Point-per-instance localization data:
=====

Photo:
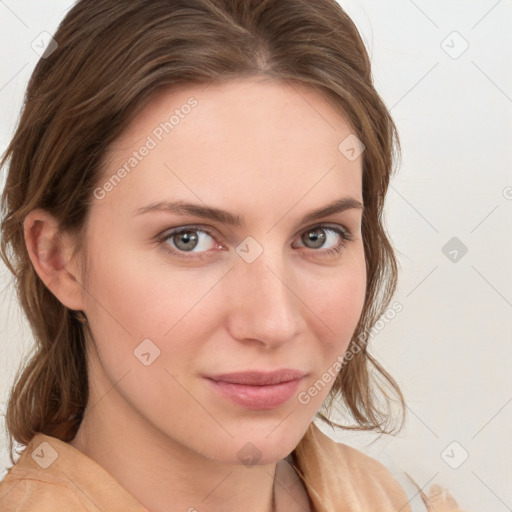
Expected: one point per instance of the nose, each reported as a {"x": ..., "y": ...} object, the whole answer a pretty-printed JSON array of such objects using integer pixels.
[{"x": 263, "y": 305}]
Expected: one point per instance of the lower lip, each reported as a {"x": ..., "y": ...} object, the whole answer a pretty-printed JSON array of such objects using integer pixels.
[{"x": 257, "y": 397}]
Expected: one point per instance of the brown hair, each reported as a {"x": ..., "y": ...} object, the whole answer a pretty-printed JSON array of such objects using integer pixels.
[{"x": 112, "y": 56}]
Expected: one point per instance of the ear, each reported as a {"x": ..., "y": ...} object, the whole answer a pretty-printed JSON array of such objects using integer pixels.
[{"x": 50, "y": 253}]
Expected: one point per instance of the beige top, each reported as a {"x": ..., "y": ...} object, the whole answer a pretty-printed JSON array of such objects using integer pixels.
[{"x": 53, "y": 476}]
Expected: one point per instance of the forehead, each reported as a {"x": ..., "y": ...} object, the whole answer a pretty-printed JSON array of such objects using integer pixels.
[{"x": 245, "y": 140}]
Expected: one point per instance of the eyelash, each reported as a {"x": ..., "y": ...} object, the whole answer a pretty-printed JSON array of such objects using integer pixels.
[{"x": 345, "y": 237}]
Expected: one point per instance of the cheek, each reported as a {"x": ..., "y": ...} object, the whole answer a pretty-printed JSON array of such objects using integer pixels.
[{"x": 340, "y": 299}]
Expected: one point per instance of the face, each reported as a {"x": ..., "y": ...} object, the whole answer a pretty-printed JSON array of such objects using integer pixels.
[{"x": 242, "y": 281}]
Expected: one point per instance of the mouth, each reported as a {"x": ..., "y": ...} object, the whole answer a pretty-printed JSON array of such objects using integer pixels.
[{"x": 257, "y": 390}]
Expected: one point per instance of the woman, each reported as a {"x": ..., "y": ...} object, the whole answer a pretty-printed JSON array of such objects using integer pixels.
[{"x": 193, "y": 216}]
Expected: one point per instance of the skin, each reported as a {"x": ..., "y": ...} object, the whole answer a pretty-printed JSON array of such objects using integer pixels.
[{"x": 262, "y": 149}]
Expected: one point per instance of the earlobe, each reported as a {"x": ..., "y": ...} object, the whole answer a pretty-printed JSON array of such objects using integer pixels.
[{"x": 49, "y": 252}]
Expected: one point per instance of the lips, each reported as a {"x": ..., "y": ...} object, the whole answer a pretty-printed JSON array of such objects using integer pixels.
[
  {"x": 257, "y": 390},
  {"x": 258, "y": 378}
]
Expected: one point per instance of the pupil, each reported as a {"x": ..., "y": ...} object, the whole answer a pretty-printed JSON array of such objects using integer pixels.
[
  {"x": 317, "y": 236},
  {"x": 184, "y": 240}
]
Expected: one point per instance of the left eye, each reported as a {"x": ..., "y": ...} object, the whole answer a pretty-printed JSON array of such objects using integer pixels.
[{"x": 186, "y": 240}]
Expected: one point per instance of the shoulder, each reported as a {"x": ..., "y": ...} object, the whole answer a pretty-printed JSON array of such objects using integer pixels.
[
  {"x": 363, "y": 481},
  {"x": 337, "y": 474},
  {"x": 23, "y": 491},
  {"x": 51, "y": 475}
]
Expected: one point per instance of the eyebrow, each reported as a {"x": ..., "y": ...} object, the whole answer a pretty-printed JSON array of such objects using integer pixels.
[{"x": 223, "y": 216}]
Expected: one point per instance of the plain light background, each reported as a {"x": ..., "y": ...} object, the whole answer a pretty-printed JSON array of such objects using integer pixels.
[{"x": 443, "y": 68}]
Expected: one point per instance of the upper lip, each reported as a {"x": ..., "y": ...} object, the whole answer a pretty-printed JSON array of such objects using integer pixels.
[{"x": 259, "y": 378}]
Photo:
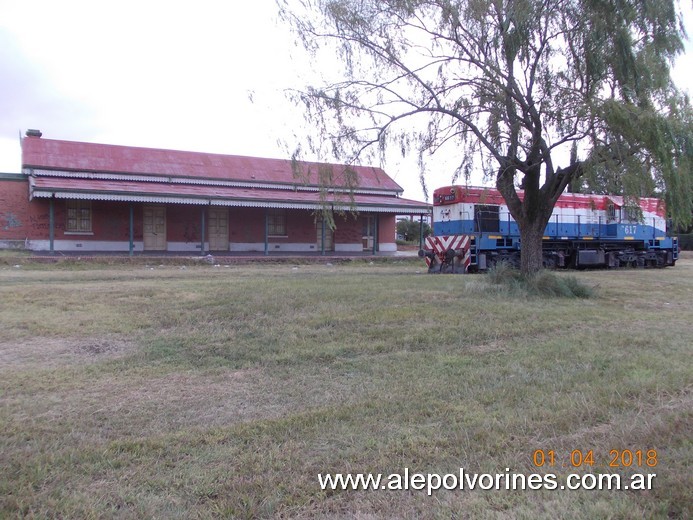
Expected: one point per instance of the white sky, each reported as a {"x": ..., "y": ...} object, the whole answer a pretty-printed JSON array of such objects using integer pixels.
[{"x": 205, "y": 76}]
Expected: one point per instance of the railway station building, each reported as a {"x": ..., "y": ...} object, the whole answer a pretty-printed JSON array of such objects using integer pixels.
[{"x": 86, "y": 197}]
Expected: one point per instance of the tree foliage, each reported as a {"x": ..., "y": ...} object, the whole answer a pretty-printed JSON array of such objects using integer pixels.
[{"x": 539, "y": 94}]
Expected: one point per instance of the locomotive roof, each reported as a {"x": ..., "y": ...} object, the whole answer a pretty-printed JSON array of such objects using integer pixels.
[{"x": 491, "y": 196}]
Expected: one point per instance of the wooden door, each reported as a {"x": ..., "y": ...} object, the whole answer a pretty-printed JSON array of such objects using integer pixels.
[
  {"x": 329, "y": 237},
  {"x": 368, "y": 233},
  {"x": 218, "y": 229},
  {"x": 154, "y": 235}
]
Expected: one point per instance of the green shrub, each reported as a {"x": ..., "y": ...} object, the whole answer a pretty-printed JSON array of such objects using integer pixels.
[{"x": 543, "y": 283}]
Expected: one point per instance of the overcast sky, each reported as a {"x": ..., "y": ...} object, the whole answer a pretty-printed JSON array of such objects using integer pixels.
[{"x": 205, "y": 76}]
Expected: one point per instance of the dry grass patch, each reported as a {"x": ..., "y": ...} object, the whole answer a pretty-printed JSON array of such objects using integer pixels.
[{"x": 222, "y": 392}]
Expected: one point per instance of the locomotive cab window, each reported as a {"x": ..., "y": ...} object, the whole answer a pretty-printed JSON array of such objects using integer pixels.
[
  {"x": 487, "y": 218},
  {"x": 611, "y": 211},
  {"x": 632, "y": 213}
]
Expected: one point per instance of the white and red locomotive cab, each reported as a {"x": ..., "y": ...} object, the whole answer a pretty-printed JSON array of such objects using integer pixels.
[{"x": 473, "y": 230}]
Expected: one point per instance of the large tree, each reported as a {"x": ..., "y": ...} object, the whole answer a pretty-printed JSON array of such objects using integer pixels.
[{"x": 534, "y": 92}]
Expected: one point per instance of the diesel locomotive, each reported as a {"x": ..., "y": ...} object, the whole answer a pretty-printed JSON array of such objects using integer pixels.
[{"x": 473, "y": 230}]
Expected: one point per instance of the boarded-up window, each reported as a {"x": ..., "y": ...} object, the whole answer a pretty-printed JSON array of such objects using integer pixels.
[
  {"x": 276, "y": 222},
  {"x": 78, "y": 216}
]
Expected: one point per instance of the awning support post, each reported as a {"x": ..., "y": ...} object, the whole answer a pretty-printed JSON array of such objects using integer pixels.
[
  {"x": 322, "y": 252},
  {"x": 202, "y": 233},
  {"x": 132, "y": 229},
  {"x": 51, "y": 224},
  {"x": 266, "y": 231},
  {"x": 420, "y": 231}
]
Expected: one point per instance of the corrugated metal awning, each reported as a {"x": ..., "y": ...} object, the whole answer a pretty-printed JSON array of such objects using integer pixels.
[{"x": 234, "y": 196}]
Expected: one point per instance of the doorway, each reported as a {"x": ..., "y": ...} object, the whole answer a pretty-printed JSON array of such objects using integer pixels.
[{"x": 154, "y": 233}]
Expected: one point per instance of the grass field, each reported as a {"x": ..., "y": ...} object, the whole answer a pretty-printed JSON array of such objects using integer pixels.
[{"x": 201, "y": 391}]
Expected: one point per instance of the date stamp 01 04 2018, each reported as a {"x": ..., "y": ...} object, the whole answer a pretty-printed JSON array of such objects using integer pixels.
[{"x": 586, "y": 459}]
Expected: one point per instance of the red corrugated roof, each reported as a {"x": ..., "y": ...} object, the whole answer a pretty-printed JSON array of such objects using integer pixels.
[
  {"x": 41, "y": 153},
  {"x": 130, "y": 190}
]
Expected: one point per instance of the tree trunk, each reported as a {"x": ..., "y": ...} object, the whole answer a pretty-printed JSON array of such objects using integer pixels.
[{"x": 531, "y": 236}]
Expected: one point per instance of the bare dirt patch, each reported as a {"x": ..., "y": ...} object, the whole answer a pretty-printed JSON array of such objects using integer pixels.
[{"x": 46, "y": 353}]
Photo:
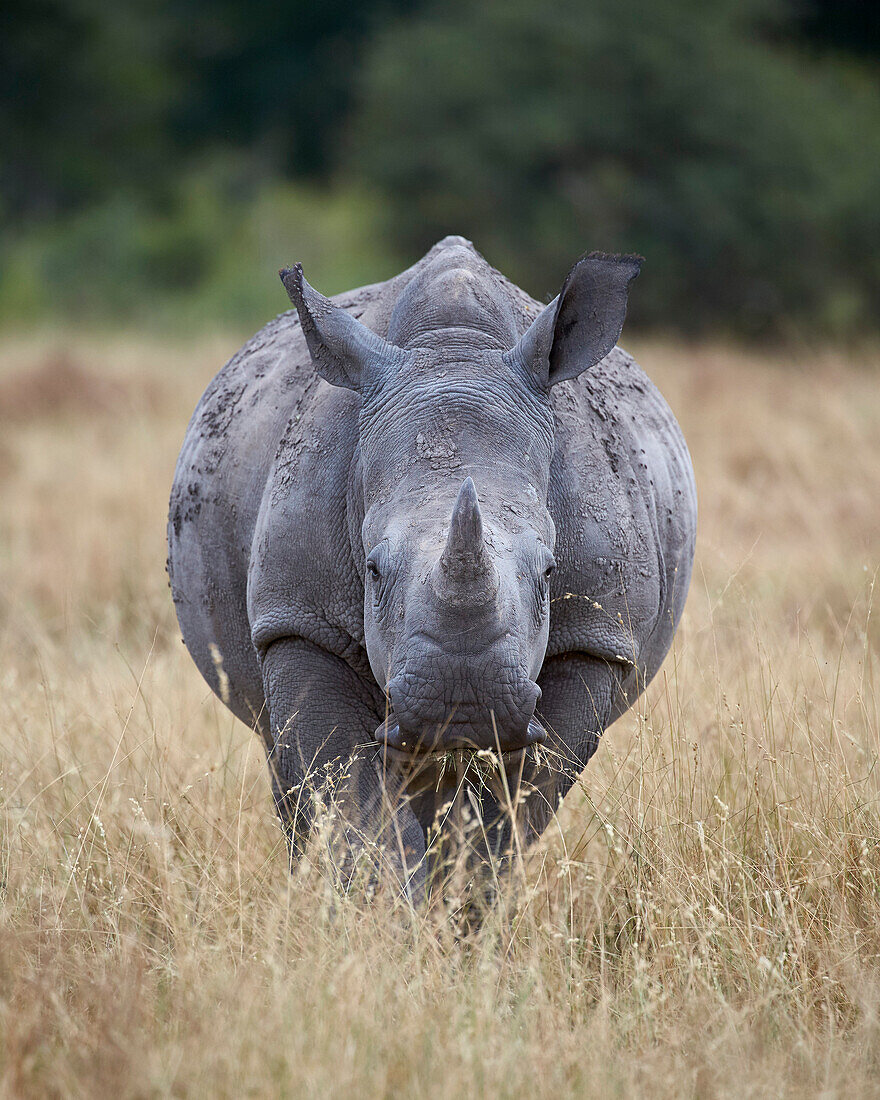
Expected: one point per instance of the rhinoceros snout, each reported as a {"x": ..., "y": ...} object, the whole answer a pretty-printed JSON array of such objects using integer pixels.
[{"x": 422, "y": 722}]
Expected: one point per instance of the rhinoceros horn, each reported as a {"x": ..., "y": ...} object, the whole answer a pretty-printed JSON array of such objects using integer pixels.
[{"x": 465, "y": 557}]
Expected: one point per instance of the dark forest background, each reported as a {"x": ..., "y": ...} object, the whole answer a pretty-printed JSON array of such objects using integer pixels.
[{"x": 162, "y": 158}]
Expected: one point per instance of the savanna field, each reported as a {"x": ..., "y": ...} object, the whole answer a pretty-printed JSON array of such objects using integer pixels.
[{"x": 703, "y": 921}]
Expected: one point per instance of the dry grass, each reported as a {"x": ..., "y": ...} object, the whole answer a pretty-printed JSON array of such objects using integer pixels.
[{"x": 704, "y": 920}]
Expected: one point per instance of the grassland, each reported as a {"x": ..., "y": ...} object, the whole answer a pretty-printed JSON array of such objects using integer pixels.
[{"x": 703, "y": 921}]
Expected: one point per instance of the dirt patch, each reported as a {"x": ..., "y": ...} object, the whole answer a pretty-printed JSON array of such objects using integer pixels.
[{"x": 61, "y": 385}]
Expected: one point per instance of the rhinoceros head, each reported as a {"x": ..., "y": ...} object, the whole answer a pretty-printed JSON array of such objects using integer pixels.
[{"x": 455, "y": 444}]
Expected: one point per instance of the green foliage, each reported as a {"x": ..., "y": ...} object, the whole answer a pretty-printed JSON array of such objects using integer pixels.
[
  {"x": 207, "y": 260},
  {"x": 167, "y": 155},
  {"x": 743, "y": 172}
]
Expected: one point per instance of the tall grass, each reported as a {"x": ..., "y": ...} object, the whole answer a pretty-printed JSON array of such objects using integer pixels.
[{"x": 702, "y": 920}]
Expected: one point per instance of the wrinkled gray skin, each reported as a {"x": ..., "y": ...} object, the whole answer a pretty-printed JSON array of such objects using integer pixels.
[{"x": 431, "y": 516}]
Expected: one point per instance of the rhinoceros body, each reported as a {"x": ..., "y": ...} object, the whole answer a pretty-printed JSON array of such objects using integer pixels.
[{"x": 362, "y": 565}]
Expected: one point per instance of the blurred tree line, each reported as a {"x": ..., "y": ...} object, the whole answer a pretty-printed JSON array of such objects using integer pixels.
[{"x": 163, "y": 157}]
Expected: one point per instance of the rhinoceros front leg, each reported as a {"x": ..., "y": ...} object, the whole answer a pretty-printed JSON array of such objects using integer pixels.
[
  {"x": 581, "y": 695},
  {"x": 323, "y": 717}
]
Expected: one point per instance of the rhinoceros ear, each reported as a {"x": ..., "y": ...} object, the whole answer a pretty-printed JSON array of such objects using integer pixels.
[
  {"x": 344, "y": 352},
  {"x": 580, "y": 327}
]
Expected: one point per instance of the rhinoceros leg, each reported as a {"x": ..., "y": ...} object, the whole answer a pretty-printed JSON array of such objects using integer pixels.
[
  {"x": 580, "y": 697},
  {"x": 323, "y": 718}
]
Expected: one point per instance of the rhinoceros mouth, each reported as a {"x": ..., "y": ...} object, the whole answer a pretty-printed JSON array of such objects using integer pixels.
[{"x": 444, "y": 740}]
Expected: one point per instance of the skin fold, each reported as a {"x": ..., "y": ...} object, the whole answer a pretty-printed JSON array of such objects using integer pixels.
[{"x": 430, "y": 539}]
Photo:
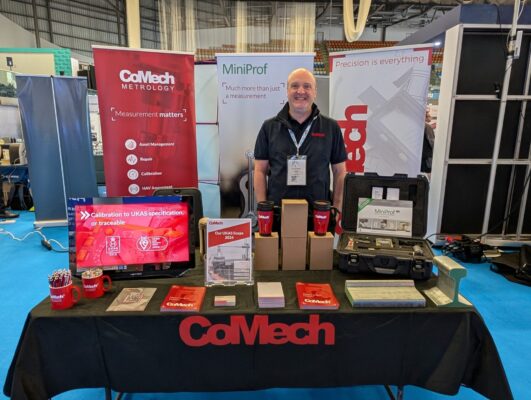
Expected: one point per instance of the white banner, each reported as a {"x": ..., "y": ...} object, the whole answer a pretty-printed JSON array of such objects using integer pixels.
[
  {"x": 379, "y": 99},
  {"x": 252, "y": 88}
]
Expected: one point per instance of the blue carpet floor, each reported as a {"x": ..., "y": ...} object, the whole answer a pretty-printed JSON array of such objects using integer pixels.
[{"x": 505, "y": 307}]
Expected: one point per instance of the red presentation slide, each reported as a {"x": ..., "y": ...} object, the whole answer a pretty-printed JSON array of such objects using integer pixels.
[{"x": 124, "y": 234}]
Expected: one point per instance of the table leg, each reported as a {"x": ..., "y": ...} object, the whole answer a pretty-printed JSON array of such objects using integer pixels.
[
  {"x": 108, "y": 394},
  {"x": 399, "y": 392}
]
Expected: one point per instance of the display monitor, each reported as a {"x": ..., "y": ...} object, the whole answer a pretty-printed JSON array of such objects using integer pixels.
[{"x": 131, "y": 237}]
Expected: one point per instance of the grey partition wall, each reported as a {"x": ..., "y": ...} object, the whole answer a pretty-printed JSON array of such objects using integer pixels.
[
  {"x": 482, "y": 160},
  {"x": 56, "y": 133}
]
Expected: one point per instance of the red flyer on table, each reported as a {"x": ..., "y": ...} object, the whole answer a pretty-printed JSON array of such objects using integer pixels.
[
  {"x": 184, "y": 299},
  {"x": 316, "y": 296}
]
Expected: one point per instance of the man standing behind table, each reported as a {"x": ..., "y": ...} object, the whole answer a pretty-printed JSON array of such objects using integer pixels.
[{"x": 295, "y": 149}]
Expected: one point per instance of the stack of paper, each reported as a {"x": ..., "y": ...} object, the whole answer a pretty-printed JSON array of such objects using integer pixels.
[
  {"x": 270, "y": 295},
  {"x": 225, "y": 301},
  {"x": 183, "y": 299},
  {"x": 384, "y": 293}
]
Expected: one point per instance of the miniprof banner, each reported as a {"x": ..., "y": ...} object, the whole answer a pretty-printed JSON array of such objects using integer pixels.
[
  {"x": 146, "y": 101},
  {"x": 378, "y": 97},
  {"x": 252, "y": 88}
]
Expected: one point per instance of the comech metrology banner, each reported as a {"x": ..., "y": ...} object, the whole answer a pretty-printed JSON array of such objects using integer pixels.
[
  {"x": 147, "y": 111},
  {"x": 251, "y": 89},
  {"x": 378, "y": 96}
]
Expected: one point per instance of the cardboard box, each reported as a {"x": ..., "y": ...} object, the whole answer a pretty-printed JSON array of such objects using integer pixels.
[
  {"x": 294, "y": 218},
  {"x": 293, "y": 253},
  {"x": 266, "y": 251},
  {"x": 320, "y": 251}
]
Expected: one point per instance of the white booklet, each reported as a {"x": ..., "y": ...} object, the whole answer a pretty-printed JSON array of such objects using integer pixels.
[{"x": 228, "y": 256}]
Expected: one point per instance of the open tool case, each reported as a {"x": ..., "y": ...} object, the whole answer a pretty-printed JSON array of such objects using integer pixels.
[{"x": 385, "y": 254}]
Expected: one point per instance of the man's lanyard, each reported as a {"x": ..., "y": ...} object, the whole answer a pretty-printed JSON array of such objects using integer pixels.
[{"x": 304, "y": 135}]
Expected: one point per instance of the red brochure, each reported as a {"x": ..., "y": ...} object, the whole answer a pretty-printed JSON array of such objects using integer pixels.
[
  {"x": 184, "y": 299},
  {"x": 316, "y": 296}
]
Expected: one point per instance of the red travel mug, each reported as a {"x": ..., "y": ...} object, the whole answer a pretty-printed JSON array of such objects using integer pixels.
[
  {"x": 93, "y": 283},
  {"x": 321, "y": 217},
  {"x": 265, "y": 217},
  {"x": 63, "y": 297}
]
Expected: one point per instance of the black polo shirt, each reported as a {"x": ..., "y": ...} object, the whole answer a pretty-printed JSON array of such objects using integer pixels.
[{"x": 323, "y": 146}]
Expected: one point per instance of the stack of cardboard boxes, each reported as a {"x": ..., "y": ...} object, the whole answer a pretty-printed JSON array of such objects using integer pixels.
[
  {"x": 294, "y": 226},
  {"x": 298, "y": 246}
]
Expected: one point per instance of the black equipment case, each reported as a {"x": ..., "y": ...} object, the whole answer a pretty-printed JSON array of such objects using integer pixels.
[{"x": 409, "y": 257}]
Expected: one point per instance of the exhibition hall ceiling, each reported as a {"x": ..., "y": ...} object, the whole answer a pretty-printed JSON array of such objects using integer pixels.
[{"x": 383, "y": 13}]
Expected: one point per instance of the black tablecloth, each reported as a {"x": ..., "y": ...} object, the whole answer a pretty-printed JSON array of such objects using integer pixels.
[{"x": 438, "y": 349}]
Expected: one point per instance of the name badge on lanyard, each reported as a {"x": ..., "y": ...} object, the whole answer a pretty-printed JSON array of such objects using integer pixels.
[
  {"x": 296, "y": 170},
  {"x": 296, "y": 164}
]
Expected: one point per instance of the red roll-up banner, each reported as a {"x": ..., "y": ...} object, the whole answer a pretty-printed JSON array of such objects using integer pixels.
[{"x": 146, "y": 102}]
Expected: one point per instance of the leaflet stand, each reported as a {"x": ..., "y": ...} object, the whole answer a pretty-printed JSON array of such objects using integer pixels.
[
  {"x": 446, "y": 293},
  {"x": 228, "y": 259}
]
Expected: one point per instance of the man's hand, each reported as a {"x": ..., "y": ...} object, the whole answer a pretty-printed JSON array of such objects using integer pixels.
[{"x": 339, "y": 171}]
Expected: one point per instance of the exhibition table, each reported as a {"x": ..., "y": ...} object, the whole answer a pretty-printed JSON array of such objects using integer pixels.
[{"x": 86, "y": 347}]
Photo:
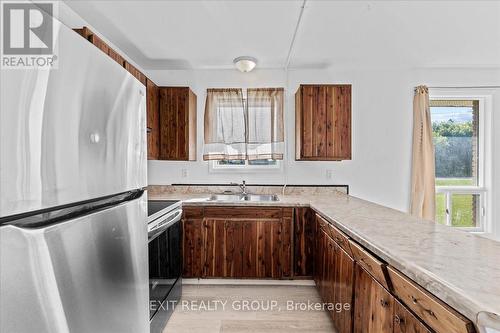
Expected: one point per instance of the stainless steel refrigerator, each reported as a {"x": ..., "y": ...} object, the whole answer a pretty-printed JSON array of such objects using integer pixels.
[{"x": 73, "y": 215}]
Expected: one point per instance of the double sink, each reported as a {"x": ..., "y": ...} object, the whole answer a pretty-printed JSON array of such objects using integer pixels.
[{"x": 243, "y": 197}]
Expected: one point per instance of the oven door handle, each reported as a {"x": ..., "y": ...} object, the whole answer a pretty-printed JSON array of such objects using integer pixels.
[{"x": 164, "y": 223}]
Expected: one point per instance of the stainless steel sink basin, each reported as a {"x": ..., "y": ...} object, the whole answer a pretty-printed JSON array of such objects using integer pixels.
[{"x": 242, "y": 197}]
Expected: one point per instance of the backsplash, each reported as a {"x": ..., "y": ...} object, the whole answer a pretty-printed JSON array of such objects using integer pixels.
[{"x": 254, "y": 189}]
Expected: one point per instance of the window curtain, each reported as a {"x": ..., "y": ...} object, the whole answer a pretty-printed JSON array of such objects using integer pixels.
[
  {"x": 423, "y": 187},
  {"x": 225, "y": 125},
  {"x": 265, "y": 123},
  {"x": 235, "y": 130}
]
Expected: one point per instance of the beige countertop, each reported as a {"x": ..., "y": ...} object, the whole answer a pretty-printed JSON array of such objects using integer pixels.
[{"x": 460, "y": 268}]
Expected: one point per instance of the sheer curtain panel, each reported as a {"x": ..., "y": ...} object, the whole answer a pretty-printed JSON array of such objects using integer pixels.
[
  {"x": 423, "y": 187},
  {"x": 225, "y": 125},
  {"x": 265, "y": 139}
]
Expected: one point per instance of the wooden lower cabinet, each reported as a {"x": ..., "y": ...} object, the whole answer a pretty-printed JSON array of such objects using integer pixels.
[
  {"x": 373, "y": 305},
  {"x": 303, "y": 240},
  {"x": 192, "y": 247},
  {"x": 241, "y": 246},
  {"x": 406, "y": 322},
  {"x": 334, "y": 276}
]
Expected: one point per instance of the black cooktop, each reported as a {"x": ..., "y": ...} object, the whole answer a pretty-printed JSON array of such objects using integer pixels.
[{"x": 154, "y": 206}]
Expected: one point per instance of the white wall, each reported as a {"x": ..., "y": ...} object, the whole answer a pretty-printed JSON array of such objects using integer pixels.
[{"x": 382, "y": 127}]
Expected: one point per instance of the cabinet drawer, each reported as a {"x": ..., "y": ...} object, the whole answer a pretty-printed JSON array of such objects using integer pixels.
[
  {"x": 340, "y": 238},
  {"x": 243, "y": 212},
  {"x": 371, "y": 264},
  {"x": 436, "y": 314},
  {"x": 323, "y": 225},
  {"x": 192, "y": 212}
]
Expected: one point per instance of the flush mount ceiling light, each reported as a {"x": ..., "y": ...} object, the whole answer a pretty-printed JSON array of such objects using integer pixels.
[{"x": 245, "y": 64}]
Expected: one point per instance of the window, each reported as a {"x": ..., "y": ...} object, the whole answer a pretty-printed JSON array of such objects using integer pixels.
[
  {"x": 244, "y": 133},
  {"x": 254, "y": 165},
  {"x": 456, "y": 126}
]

=====

Exercise prompt :: Please return the span of lines above that opens with the one containing "Expected: one point per instance of the window, each" and closes with the final line, both included, exactly as written and nothing more.

Response area ::
Expected: one point per instance of the window, each reported as a {"x": ..., "y": ...} object, the whole answer a pretty-printed JSON array of such objects using integer pixels.
[
  {"x": 244, "y": 133},
  {"x": 254, "y": 165},
  {"x": 456, "y": 126}
]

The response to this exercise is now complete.